Background aims: T cells can be redirected to reject cancer by retroviral transduction with a chimeric antigen receptor (CAR) or by administration of a bispecific T cell engager (BiTE). We demonstrate that transfection of T cells with messenger (m) RNA coding for CAR is an alternative strategy.
Methods: We describe the pre-clinical evaluation of a method based on transient modification of expanded T cells with a CD19 CAR directed against B-cell malignancies. CAR mRNA was generated under cell-free conditions in a scalable process using recombinant RNA polymerase. Efficient and non-toxic square-wave electroporation was used to load the mRNA into the cytoplasm of T cells with no risk of insertional mutagenesis.

__What you will do__.
1. Please retype the passage on CAR T cells from "Methods: We describe" to "of insertional mutagenesis.".
2. According to the passage on CAR T cells, what kind of electroporation was used to load the mRNA into T cells?
The material that comes next has no connection to the passage on CAR T cells.

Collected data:
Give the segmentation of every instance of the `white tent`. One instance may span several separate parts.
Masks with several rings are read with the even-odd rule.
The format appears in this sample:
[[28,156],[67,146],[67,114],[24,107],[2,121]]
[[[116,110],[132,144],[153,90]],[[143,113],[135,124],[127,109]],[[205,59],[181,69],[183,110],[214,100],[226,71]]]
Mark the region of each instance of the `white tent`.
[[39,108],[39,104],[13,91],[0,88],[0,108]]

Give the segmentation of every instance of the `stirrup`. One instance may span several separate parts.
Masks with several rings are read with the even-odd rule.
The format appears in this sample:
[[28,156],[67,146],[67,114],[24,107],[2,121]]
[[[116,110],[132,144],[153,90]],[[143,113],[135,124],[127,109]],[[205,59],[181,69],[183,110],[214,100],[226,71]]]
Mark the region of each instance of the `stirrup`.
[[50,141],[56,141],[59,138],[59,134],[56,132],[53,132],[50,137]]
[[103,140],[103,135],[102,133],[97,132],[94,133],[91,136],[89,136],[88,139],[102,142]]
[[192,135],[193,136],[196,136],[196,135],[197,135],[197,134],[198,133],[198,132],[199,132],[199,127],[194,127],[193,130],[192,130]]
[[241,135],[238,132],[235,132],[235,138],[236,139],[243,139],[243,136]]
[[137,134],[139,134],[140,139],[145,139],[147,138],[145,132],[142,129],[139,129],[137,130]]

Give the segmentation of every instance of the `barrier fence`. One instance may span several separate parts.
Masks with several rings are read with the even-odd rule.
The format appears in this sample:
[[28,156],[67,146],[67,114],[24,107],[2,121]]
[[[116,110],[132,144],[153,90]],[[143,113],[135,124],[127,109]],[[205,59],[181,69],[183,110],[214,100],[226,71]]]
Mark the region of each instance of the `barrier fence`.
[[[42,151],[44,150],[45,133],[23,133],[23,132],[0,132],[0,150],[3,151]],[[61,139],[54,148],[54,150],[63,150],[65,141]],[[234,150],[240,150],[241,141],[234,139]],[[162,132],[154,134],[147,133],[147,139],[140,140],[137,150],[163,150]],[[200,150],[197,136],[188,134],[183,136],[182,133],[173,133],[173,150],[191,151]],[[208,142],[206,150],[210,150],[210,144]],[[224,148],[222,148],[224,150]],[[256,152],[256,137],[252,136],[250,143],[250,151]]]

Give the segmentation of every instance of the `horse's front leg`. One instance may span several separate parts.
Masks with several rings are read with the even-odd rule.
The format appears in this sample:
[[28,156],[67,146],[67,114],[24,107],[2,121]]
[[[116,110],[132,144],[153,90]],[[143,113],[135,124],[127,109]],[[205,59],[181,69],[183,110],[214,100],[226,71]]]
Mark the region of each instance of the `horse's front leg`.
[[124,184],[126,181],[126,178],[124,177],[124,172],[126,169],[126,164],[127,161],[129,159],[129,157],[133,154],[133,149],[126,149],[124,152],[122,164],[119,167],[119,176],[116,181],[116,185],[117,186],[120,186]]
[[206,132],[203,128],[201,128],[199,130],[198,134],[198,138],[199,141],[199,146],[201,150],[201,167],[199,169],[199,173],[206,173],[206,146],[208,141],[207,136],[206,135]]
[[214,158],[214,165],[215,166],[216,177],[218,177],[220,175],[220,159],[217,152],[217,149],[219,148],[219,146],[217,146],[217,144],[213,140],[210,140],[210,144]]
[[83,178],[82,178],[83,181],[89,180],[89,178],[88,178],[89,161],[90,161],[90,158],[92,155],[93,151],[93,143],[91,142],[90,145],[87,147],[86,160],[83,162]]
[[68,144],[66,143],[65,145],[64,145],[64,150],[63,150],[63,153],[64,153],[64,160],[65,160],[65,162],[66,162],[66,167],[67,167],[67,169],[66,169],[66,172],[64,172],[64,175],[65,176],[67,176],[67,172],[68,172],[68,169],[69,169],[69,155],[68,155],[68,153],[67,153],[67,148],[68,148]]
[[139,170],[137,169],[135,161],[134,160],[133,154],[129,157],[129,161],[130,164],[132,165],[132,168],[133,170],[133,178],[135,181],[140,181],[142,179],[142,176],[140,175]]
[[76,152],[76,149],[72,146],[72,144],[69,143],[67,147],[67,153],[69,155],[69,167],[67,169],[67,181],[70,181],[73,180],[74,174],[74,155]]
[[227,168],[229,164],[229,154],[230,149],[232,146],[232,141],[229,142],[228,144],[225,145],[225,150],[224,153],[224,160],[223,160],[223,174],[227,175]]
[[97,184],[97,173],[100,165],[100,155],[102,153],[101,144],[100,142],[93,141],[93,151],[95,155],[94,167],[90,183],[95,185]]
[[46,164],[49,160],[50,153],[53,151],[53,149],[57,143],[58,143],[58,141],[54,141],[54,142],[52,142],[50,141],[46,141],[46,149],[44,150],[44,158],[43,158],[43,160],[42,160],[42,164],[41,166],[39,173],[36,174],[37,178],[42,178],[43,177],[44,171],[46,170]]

__Answers for the exercise__.
1.
Methods: We describe the pre-clinical evaluation of a method based on transient modification of expanded T cells with a CD19 CAR directed against B-cell malignancies. CAR mRNA was generated under cell-free conditions in a scalable process using recombinant RNA polymerase. Efficient and non-toxic square-wave electroporation was used to load the mRNA into the cytoplasm of T cells with no risk of insertional mutagenesis.

2. Square-wave electroporation, described as efficient and non-toxic.